## [CONSEGNA]
Riscrivi il brano sulla parola «ponte» cominciando da "Ebbene, il termine" e proseguendo fino a "ad essi legata.", e sostituisci "sentiero" con "viottolo".

## [TESTO SCELTO]

□ □ □ □

Ebbene, il termine del sanscrito da cui nasce la nostra parola «ponte» ha di fatto due significati: il primo significato è “via, sentiero, cammino”; il secondo è invece, inaspettatamente, “mare”.

A nessuno verrebbe in mente di accostare alla parola latina,  da cui deriva il nostro “ponte”, il termine greco pontos, che invece significa “mare”. In realtà il ponte è il collegamento, la congiunzione, tra due strade distanti fra loro, che il ponte unisce, per crearne una nuova. E, come ci insegnano gli eventi recenti, il crollo di un ponte è sicuramente l’interruzione di una strada, un percorso, e quindi della vita di relazione, ad essi legata.

□ □ □ □

## [DATI DISPONIBILI]
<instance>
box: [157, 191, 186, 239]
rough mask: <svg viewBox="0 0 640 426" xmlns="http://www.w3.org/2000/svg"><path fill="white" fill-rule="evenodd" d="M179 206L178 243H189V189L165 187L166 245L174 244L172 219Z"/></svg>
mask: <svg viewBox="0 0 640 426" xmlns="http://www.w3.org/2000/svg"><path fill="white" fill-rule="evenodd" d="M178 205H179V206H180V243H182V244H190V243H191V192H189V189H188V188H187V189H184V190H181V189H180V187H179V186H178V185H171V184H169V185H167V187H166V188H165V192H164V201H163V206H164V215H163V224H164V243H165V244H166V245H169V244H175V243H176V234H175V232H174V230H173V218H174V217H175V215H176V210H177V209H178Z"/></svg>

□ □ □ □

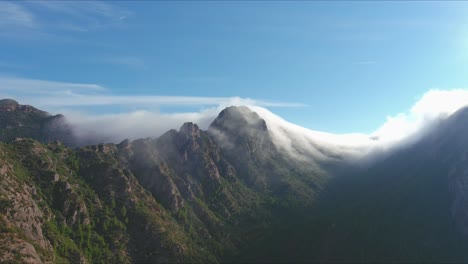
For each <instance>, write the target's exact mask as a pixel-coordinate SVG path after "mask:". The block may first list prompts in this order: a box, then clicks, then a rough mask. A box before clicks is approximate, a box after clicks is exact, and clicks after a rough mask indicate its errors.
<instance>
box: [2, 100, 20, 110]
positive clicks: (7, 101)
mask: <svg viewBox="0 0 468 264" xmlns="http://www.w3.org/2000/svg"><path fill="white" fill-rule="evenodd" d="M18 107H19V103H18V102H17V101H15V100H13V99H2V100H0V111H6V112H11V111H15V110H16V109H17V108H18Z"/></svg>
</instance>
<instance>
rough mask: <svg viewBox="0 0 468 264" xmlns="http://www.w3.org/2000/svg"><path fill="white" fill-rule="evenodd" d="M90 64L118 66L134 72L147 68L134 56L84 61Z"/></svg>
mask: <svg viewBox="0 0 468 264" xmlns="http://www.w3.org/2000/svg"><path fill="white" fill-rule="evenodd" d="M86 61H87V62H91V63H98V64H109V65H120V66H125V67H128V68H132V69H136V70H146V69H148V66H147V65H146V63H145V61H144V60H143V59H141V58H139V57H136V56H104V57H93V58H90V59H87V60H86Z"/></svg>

□ □ □ □

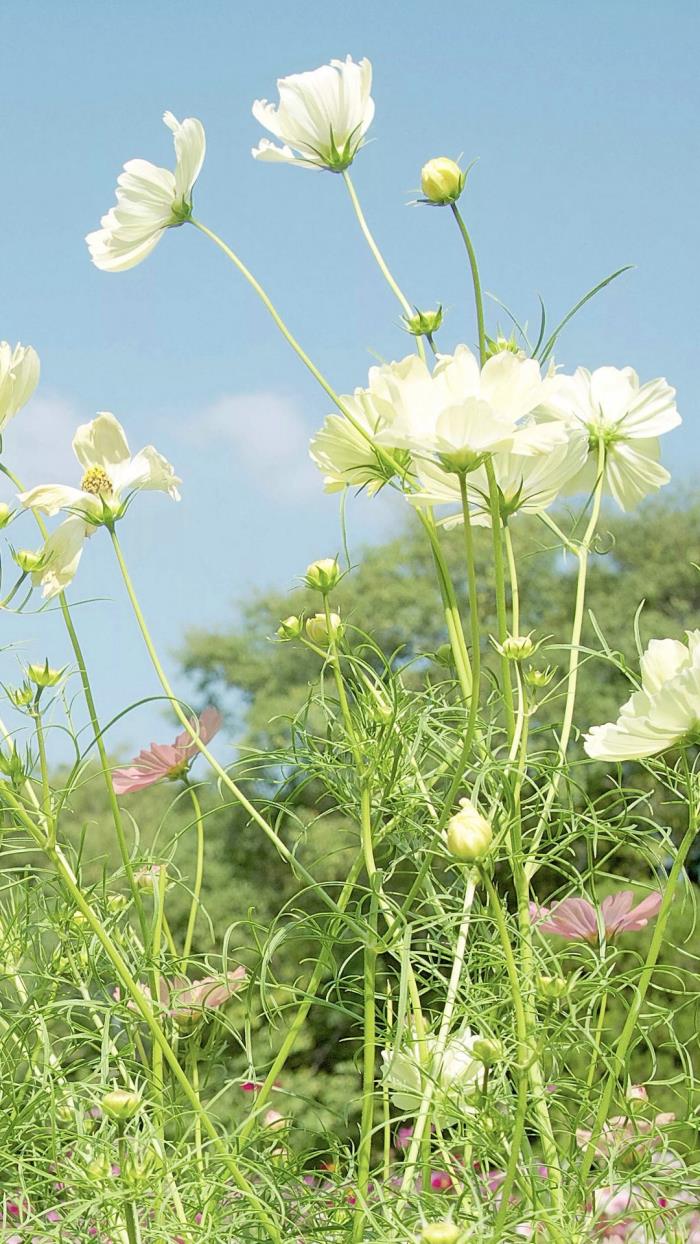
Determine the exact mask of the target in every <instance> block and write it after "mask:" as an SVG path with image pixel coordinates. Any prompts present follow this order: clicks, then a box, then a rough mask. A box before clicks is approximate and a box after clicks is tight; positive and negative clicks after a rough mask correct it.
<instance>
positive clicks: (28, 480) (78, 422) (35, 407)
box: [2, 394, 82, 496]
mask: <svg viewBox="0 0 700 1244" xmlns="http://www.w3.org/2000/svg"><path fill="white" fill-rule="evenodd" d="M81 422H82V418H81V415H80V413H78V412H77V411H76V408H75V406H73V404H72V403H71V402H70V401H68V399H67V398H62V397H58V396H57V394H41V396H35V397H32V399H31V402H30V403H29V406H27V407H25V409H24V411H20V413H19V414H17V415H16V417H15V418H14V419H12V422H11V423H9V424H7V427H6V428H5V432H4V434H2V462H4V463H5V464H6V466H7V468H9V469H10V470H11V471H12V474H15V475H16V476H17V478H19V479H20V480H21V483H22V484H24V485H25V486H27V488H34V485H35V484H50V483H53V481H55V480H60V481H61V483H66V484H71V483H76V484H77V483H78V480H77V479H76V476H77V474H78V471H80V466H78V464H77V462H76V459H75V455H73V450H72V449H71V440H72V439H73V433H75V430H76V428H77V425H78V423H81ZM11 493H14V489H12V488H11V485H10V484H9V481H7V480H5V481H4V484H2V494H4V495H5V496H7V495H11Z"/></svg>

□ □ □ □

## [SPAZIO RISPOSTA]
Ebbene, il termine del sanscrito da cui nasce la nostra parola «ponte» ha di fatto due significati: il primo significato è “via, viottolo, cammino”; il secondo è invece, inaspettatamente, “mare”.

A nessuno verrebbe in mente di accostare alla parola latina,  da cui deriva il nostro “ponte”, il termine greco pontos, che invece significa “mare”. In realtà il ponte è il collegamento, la congiunzione, tra due strade distanti fra loro, che il ponte unisce, per crearne una nuova. E, come ci insegnano gli eventi recenti, il crollo di un ponte è sicuramente l’interruzione di una strada, un percorso, e quindi della vita di relazione, ad essi legata.